__Records to process__:
#####

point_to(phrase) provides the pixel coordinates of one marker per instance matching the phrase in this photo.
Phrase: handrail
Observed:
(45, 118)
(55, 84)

#####

__Required work__: What is needed is an exact copy of every entry.

__Task response__:
point_to(phrase) provides the pixel coordinates of one marker per instance matching the phrase in this photo.
Phrase: handrail
Observed:
(45, 118)
(55, 84)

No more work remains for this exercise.